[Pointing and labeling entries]
────────
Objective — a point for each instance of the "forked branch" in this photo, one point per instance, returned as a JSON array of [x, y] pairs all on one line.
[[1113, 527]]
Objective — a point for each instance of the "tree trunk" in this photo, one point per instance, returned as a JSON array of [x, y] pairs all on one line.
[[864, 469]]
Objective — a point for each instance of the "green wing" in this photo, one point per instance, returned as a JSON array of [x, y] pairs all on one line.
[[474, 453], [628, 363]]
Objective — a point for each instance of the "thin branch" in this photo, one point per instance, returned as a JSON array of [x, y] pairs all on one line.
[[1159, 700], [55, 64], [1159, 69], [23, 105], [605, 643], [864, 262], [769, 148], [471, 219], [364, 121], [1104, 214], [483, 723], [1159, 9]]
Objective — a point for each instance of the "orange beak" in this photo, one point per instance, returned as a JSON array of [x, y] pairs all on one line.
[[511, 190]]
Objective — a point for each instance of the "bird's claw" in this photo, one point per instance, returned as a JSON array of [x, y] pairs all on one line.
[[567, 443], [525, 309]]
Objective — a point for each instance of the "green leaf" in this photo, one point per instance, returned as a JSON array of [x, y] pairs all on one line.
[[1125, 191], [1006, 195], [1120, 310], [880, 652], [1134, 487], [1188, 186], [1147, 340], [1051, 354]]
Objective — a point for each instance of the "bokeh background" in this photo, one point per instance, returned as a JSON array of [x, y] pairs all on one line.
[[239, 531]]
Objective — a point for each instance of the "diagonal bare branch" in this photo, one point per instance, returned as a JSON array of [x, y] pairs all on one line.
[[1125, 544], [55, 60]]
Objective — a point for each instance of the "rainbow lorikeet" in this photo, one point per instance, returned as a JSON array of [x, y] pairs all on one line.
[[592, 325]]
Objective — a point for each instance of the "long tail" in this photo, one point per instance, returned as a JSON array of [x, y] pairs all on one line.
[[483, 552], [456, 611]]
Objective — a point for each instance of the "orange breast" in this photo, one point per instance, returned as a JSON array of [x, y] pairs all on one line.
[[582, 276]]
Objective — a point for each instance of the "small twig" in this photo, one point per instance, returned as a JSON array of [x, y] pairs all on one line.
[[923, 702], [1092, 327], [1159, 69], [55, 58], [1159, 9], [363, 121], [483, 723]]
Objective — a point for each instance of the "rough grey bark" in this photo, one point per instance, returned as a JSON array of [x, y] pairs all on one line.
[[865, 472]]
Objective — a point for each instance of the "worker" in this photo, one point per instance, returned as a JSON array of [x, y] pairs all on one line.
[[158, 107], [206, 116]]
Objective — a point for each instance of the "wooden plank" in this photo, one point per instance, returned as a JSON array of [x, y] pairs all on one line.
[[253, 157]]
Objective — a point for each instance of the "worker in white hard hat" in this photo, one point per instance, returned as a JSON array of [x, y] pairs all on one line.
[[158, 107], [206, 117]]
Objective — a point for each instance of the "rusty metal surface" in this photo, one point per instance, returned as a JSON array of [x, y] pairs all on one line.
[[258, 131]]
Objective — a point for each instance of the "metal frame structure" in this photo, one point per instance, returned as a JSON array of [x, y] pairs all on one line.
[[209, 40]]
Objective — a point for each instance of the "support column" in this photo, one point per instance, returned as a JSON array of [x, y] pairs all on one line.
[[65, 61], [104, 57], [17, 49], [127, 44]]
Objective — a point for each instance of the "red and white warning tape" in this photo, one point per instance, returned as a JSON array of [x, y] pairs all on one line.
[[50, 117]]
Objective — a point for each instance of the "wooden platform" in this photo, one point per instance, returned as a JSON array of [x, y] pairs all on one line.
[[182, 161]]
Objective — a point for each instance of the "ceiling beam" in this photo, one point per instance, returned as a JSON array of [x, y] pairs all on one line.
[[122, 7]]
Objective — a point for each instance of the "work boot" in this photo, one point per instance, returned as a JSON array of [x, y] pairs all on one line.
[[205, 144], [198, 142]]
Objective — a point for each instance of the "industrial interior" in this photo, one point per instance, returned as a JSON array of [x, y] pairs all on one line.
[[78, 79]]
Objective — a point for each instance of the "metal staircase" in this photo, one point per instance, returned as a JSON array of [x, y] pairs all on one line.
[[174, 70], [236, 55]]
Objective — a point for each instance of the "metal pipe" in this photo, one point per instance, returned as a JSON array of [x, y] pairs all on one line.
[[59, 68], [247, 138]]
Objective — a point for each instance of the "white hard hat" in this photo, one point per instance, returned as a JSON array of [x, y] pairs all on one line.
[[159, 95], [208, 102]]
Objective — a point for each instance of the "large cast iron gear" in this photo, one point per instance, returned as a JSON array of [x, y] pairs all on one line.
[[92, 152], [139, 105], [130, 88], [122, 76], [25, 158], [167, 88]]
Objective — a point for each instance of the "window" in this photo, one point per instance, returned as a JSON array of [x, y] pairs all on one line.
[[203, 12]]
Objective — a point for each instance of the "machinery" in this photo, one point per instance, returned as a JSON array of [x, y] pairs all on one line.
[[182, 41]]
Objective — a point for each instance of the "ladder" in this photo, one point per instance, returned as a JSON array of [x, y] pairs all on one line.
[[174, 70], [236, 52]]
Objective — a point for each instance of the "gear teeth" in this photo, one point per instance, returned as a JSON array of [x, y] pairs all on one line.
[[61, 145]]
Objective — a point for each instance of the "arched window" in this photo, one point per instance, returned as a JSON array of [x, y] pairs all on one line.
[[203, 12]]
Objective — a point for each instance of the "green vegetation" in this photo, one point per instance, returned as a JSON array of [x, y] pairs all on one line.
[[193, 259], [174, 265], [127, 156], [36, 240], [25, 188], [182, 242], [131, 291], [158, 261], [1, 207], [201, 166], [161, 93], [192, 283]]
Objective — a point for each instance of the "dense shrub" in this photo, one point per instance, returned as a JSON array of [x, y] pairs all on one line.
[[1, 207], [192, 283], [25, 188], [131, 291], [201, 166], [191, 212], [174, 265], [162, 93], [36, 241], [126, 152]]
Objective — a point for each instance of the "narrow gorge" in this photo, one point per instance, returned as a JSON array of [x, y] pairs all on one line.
────────
THE REQUEST
How many lines in the entries above contain the word "gear"? Reply with the number alone.

THE OUTPUT
2